** REQUEST **
Write out, word for word, everything from the start of the records down to the line containing "--fill-mode even-odd", including that line. Leave the pictures out.

Spatial annotation records
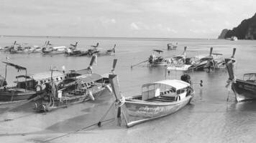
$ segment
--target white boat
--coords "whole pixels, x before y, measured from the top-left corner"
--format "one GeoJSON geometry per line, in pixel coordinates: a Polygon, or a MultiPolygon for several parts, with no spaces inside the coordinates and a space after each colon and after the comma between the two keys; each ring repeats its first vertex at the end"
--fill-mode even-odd
{"type": "Polygon", "coordinates": [[[130,127],[178,111],[191,101],[195,94],[188,76],[184,74],[182,78],[187,79],[186,82],[166,79],[145,84],[142,86],[141,95],[124,97],[119,92],[117,76],[110,74],[109,82],[116,97],[114,103],[118,106],[117,117],[121,118],[122,114],[125,125],[130,127]]]}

** THE COMPLETED TASK **
$ segment
--target white boat
--coords "whole pixels, x before y, measured from the top-left corner"
--format "one GeoJSON geometry per line, in pixel coordinates: a Polygon, or a MultiPolygon for several parts, with no spaces inside the coordinates and a space after each colon and after the comma between the two keys; each ring repeats its first vertex at the end"
--fill-mode even-odd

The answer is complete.